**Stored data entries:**

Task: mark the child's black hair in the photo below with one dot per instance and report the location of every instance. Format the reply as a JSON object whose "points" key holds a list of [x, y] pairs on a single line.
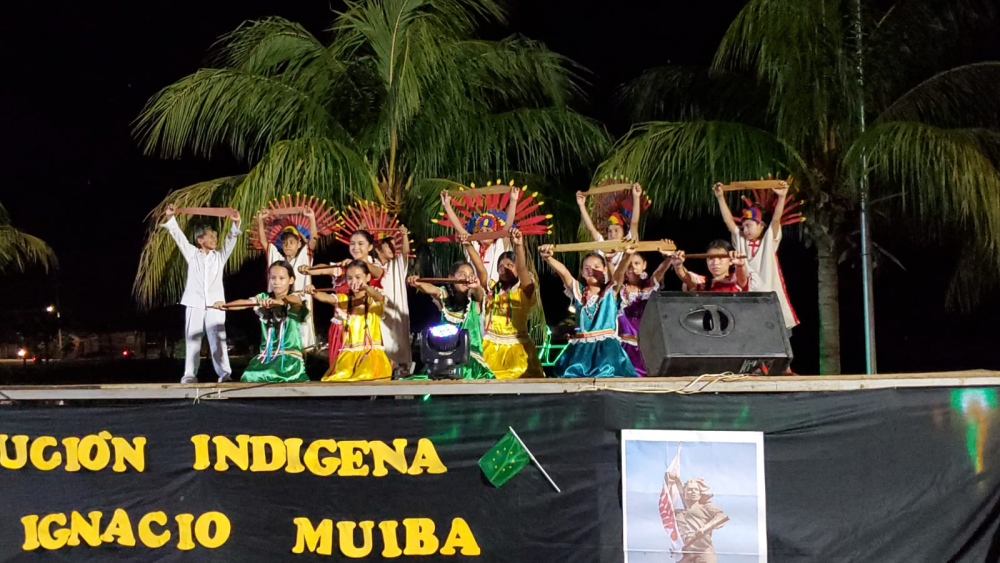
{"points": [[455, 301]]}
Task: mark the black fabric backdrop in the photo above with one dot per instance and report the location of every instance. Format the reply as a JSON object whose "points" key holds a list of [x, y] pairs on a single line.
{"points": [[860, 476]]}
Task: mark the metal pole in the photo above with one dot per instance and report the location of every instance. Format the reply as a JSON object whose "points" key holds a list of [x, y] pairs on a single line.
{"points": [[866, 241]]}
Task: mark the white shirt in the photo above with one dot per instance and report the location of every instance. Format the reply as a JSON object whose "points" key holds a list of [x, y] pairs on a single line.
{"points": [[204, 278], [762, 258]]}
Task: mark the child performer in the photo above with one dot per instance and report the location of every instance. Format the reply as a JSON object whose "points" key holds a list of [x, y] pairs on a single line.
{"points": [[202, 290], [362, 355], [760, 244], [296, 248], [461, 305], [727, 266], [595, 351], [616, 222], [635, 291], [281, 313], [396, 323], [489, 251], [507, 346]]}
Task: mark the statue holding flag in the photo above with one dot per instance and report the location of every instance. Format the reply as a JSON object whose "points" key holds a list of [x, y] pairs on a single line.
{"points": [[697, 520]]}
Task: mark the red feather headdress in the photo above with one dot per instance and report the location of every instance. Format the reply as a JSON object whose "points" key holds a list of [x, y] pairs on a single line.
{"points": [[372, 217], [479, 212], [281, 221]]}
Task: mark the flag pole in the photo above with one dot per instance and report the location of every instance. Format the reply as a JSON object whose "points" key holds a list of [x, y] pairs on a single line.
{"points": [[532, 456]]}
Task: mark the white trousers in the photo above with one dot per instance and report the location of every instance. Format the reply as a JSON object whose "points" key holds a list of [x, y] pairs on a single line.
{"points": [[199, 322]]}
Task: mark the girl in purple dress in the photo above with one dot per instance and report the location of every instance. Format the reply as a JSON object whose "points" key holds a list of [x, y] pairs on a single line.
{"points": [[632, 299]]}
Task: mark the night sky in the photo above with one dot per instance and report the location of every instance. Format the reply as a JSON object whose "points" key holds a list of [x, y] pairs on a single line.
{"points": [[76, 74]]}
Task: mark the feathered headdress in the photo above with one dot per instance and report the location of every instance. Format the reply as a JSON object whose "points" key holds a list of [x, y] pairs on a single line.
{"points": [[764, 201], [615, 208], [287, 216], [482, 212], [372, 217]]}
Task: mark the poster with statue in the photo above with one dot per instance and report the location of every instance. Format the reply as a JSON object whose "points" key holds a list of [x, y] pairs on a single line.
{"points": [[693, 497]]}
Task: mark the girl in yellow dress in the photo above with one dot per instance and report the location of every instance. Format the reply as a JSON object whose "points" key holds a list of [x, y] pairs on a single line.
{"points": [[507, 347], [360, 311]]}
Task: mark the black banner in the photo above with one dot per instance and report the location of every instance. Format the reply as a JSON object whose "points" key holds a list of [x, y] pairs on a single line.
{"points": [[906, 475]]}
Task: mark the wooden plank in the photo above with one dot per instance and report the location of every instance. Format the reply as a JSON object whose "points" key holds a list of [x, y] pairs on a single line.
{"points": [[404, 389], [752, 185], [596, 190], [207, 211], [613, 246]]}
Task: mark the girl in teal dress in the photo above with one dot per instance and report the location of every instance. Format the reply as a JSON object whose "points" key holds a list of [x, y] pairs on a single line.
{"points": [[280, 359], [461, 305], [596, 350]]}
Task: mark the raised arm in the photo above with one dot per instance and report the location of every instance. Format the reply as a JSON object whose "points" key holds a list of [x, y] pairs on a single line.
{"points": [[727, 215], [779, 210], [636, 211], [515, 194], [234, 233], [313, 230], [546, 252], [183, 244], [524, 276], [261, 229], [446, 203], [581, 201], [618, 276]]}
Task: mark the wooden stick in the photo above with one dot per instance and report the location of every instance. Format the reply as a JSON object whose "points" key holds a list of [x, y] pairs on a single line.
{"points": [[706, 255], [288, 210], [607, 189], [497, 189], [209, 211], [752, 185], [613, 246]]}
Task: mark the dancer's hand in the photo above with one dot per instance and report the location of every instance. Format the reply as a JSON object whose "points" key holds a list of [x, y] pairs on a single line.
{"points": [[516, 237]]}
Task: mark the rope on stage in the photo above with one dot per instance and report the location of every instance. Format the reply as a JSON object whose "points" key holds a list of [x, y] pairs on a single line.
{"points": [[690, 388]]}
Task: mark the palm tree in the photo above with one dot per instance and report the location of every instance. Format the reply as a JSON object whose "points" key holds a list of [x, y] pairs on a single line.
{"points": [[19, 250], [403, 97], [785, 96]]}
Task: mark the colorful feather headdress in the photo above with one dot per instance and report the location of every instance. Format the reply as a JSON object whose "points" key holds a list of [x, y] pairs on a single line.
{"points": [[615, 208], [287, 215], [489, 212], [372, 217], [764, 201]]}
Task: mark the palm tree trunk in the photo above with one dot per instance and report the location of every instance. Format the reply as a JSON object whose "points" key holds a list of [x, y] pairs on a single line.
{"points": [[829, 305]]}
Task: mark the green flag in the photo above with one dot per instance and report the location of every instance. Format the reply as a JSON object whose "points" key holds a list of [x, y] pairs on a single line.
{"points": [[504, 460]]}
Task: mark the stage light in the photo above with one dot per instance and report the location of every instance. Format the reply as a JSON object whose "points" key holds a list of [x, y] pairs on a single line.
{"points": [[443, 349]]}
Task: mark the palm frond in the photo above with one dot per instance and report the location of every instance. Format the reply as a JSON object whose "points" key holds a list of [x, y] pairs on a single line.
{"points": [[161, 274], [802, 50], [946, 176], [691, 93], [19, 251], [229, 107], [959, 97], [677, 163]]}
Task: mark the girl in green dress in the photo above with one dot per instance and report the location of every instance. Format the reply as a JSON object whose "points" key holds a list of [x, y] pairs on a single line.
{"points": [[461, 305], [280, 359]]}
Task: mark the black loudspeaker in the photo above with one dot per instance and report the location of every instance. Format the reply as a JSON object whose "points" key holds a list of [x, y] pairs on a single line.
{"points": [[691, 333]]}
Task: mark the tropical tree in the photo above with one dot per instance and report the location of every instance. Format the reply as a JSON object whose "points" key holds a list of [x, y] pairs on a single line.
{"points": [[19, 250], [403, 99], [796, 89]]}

...

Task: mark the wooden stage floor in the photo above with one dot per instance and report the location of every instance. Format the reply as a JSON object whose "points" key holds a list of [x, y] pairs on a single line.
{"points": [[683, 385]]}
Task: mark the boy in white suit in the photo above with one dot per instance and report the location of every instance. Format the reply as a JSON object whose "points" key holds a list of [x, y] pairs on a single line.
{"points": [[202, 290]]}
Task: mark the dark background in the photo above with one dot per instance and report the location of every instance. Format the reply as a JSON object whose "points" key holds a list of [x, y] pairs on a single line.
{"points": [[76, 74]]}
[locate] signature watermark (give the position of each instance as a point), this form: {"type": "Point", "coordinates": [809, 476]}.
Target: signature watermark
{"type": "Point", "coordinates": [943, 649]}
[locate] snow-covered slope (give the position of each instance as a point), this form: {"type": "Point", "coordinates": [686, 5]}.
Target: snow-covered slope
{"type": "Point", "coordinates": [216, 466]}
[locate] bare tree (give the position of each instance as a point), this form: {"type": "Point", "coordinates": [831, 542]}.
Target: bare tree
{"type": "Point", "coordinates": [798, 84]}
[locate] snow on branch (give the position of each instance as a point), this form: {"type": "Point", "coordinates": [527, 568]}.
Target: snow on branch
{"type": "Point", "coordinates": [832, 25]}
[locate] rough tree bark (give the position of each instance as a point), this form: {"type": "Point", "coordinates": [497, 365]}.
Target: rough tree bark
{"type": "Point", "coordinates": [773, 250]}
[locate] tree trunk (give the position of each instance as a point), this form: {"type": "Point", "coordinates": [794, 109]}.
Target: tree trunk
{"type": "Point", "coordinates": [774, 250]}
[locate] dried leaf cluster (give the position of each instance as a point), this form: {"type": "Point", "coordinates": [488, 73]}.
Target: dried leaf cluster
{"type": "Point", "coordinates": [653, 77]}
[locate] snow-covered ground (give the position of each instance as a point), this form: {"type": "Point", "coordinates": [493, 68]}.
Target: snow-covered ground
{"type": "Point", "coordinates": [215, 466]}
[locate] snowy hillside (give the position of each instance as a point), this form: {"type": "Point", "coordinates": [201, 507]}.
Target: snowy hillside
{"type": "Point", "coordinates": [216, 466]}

**ASSIGNMENT:**
Both end lines included, restate word for word the lines above from the line with "[locate] snow on" to the line with "[locate] snowy hillside", and nothing else.

**WRITTEN REPLY:**
[locate] snow on branch (give the position of each instance as a point), this form: {"type": "Point", "coordinates": [527, 568]}.
Target: snow on branch
{"type": "Point", "coordinates": [832, 25]}
[locate] rough tree bark (give the position of each instance as a point), this form: {"type": "Point", "coordinates": [497, 365]}.
Target: rough tree bark
{"type": "Point", "coordinates": [773, 250]}
[locate] tree trunk (give the position of each instance as a point), this form: {"type": "Point", "coordinates": [794, 109]}.
Target: tree trunk
{"type": "Point", "coordinates": [774, 250]}
[locate] dried leaf cluster (give the position of each instance as a point), this form: {"type": "Point", "coordinates": [488, 73]}.
Target: dried leaf cluster
{"type": "Point", "coordinates": [653, 77]}
[locate] snow-covered ground (give the position of each instance as a point), this form: {"type": "Point", "coordinates": [493, 68]}.
Target: snow-covered ground
{"type": "Point", "coordinates": [215, 466]}
[locate] snowy hillside (give the position of each instance as a point), this form: {"type": "Point", "coordinates": [201, 507]}.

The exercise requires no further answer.